_Assignment_
Write out, word for word, the line that contains "Pick out a point on every instance of the paper" and each line after it down to the last line of the data below. Include nothing more.

*** Task material ***

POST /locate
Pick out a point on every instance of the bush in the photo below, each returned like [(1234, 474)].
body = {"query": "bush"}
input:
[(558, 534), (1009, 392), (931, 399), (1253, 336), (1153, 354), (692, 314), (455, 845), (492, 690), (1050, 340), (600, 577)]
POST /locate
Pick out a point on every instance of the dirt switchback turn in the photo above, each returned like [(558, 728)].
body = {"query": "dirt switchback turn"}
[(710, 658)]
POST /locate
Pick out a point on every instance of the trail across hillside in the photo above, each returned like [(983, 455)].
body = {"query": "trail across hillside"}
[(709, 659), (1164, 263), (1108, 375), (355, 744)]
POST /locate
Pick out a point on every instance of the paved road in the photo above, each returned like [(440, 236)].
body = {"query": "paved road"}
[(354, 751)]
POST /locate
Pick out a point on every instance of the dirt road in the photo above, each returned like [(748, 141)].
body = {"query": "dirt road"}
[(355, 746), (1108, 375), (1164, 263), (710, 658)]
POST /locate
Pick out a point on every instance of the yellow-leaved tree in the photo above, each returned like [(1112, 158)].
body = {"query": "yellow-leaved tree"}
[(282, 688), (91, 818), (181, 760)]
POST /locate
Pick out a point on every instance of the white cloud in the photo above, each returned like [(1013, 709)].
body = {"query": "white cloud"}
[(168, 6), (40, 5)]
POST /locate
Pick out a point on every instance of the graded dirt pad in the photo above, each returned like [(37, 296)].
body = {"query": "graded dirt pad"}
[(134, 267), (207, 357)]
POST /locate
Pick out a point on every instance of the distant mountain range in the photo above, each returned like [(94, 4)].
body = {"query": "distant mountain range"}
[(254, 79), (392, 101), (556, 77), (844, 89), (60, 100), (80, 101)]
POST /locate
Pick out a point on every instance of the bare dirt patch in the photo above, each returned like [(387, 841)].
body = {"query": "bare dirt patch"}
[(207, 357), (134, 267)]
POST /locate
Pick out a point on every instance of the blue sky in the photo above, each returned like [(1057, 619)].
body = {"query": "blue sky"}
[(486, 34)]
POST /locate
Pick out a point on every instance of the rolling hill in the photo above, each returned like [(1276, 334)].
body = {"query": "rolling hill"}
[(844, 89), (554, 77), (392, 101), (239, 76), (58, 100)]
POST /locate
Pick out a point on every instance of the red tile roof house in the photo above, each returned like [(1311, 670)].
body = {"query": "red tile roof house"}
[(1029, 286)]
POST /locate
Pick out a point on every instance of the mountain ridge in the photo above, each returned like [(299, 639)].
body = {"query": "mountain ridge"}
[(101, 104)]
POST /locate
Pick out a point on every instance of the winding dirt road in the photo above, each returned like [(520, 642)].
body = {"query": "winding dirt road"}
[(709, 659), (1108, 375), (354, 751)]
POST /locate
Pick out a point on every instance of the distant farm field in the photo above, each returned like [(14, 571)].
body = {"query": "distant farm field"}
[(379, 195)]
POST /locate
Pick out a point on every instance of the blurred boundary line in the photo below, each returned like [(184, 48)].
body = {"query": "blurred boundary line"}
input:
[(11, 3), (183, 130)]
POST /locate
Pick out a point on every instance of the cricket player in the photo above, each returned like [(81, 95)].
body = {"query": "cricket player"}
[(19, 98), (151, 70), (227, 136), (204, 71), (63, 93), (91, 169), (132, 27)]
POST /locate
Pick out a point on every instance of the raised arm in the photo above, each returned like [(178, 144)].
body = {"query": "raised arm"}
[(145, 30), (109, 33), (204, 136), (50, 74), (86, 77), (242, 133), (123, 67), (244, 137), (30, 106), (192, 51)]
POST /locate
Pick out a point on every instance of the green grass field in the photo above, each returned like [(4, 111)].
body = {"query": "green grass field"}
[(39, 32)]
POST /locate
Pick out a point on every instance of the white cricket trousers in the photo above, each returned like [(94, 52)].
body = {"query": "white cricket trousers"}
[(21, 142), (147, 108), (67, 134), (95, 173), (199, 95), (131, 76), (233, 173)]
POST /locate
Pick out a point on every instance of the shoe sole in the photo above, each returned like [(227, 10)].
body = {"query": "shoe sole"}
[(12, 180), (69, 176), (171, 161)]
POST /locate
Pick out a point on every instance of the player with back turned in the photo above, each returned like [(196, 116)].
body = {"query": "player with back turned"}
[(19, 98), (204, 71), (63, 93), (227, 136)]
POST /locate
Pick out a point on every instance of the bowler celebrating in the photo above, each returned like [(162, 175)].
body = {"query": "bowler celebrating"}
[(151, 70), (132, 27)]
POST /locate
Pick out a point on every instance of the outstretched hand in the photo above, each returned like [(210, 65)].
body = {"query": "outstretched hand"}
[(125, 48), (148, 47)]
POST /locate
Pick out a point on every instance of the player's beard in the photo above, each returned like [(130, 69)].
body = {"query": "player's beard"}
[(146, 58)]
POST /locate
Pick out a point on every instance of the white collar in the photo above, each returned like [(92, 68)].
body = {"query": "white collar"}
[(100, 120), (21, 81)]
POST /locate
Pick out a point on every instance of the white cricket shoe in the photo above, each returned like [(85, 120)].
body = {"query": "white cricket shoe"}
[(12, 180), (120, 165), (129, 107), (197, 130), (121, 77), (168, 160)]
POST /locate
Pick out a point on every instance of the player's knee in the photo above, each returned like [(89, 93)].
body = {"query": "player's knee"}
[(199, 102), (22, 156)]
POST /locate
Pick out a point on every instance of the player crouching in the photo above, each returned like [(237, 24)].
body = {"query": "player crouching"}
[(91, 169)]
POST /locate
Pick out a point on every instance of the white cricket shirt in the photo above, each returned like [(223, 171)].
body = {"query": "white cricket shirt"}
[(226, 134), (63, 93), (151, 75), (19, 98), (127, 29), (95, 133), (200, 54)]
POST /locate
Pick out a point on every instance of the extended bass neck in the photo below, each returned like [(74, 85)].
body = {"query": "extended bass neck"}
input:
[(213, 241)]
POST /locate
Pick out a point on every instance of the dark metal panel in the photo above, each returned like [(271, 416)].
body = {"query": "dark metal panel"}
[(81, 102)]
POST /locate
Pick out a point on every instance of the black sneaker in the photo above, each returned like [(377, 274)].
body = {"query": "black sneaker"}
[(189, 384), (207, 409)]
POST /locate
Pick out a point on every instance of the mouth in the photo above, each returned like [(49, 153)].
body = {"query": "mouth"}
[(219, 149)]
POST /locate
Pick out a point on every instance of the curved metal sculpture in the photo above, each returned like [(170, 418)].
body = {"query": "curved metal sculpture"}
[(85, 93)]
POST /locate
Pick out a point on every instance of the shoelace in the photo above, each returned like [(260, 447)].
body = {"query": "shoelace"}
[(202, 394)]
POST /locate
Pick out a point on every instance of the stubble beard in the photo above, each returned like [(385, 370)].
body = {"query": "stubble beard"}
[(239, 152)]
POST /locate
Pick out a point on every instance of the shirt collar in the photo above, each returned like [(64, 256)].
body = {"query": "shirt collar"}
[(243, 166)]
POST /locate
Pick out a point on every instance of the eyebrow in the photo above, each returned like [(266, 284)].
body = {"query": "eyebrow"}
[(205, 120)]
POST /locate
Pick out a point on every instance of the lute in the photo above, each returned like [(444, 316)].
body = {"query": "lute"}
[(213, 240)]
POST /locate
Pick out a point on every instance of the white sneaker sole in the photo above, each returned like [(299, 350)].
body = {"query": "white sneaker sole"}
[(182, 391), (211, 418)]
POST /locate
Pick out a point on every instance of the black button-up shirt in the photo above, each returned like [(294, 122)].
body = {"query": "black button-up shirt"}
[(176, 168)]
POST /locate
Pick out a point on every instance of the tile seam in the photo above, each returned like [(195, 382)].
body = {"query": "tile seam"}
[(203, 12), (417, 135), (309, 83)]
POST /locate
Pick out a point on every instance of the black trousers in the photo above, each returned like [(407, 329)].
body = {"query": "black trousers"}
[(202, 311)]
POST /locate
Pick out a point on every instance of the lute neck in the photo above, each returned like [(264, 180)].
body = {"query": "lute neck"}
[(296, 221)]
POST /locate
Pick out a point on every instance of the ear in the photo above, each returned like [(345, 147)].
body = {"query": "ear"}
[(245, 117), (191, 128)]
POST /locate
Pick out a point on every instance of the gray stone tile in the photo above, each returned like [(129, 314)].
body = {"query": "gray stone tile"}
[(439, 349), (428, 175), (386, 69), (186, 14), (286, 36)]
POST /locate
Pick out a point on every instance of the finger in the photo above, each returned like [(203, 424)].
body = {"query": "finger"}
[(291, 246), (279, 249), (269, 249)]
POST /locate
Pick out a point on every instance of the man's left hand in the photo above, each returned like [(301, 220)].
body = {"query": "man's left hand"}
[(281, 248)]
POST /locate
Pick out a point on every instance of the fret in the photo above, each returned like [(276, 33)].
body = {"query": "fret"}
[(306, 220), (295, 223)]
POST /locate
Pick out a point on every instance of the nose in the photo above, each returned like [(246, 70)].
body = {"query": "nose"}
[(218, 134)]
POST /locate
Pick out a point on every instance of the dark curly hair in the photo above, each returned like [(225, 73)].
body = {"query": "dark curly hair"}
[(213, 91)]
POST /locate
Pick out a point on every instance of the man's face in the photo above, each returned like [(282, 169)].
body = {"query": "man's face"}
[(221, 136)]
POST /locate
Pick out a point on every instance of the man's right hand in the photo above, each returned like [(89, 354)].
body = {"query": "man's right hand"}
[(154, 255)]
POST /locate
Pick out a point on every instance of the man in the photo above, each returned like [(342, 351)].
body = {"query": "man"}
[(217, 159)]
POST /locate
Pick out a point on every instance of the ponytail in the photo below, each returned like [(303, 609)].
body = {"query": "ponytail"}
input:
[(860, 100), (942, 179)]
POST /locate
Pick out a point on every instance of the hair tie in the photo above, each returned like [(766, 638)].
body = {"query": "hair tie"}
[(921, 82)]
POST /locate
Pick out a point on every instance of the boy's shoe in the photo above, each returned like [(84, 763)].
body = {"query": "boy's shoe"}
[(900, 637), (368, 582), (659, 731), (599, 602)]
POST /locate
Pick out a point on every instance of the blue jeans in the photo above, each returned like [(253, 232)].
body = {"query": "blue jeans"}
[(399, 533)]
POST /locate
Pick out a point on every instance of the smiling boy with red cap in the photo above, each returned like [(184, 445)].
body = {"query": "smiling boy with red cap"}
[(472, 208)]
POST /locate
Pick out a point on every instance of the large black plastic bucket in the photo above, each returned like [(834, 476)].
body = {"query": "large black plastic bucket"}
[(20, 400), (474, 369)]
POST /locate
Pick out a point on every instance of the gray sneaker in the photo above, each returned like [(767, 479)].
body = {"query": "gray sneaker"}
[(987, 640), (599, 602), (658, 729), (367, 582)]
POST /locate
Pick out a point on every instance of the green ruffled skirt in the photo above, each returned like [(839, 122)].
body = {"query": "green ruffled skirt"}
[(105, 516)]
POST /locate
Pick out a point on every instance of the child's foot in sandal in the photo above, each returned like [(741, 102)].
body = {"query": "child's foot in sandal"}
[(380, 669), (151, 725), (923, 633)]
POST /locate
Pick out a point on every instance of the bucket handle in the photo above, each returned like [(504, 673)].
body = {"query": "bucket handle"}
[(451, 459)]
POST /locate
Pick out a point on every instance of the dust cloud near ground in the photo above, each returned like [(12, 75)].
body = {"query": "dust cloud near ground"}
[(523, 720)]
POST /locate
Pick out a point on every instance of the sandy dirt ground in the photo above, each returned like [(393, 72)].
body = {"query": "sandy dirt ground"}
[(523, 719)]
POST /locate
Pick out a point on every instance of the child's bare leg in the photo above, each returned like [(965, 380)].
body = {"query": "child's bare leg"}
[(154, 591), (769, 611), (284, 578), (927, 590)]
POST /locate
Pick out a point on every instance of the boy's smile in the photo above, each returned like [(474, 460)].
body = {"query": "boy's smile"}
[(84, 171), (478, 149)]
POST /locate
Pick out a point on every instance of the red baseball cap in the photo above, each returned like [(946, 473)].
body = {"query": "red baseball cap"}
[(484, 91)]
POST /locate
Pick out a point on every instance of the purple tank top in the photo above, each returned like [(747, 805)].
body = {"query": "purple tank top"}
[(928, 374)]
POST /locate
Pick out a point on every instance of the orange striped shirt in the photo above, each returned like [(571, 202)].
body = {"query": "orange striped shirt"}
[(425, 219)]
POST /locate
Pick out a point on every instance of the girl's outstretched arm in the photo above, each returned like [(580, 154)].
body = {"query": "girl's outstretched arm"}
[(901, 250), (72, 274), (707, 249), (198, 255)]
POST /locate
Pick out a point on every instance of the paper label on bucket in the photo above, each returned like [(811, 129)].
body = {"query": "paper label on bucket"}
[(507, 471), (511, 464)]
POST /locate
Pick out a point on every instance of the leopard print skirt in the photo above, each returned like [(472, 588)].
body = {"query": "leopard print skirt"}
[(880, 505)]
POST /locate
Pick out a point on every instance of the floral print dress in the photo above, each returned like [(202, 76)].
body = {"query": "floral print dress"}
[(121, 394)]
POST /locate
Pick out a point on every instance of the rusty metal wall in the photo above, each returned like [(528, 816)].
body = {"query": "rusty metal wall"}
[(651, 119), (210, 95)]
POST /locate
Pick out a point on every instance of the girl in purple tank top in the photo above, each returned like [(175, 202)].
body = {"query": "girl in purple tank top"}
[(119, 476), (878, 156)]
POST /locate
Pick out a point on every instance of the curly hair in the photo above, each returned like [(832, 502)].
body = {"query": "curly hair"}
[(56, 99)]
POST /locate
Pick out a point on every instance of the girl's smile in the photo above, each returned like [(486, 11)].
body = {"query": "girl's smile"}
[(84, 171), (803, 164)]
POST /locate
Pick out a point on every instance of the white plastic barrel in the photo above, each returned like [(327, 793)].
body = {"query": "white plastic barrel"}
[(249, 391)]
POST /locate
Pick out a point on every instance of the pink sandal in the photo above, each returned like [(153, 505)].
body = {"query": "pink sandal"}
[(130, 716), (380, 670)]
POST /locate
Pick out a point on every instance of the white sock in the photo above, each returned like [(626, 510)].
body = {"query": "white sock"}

*** End of Task material ***

_Answer box_
Pick out a point on every instance of the paper label on bucket in the photo above, each returned like [(811, 129)].
body = {"query": "paper label on bucket"}
[(507, 471), (511, 464)]
POST /locate
Pick out a point on every instance of the leopard print skirt in the photo above, each returned like [(472, 588)].
body = {"query": "leopard print skirt"}
[(880, 505)]
POST /locate
Pick out a point on every instance of the floral print dress in the photo above, each returned like [(202, 76)].
body = {"query": "floral print dress"}
[(121, 394)]
POST /locate
Pick out a point on every instance of the rusty metal wall in the photo above, each returned like [(528, 816)].
body = {"query": "rusty metal wall"}
[(651, 119), (210, 95)]
POST /locate
Pick out a point on every instance of the girl in purple tank top in the photo above, each returned like [(175, 202)].
body = {"query": "girl in purple tank top"}
[(119, 476), (878, 156)]
POST /locate
Pick out a point on every instance of the curly hair in the photo above, each returned like [(832, 502)].
body = {"query": "curly hair"}
[(56, 99)]
POST /locate
Pick out a point on every instance of the girl's smile in the photo above, each returned like [(486, 11)].
body = {"query": "girl's smile"}
[(84, 171), (803, 164)]
POST /locate
Pick out a point on every instance of the white plastic barrel in the photo above, each returned like [(327, 793)].
body = {"query": "white plastic barrel"}
[(249, 391)]
POST /locate
Pick out a point on every instance of the pink sandal in the photo above, each returned like [(153, 505)].
body = {"query": "pink sandal"}
[(130, 716), (380, 670)]
POST /locate
Pick out a point on every instance of the white sock in the photo above, each returned like [(626, 510)].
body = {"query": "white sock"}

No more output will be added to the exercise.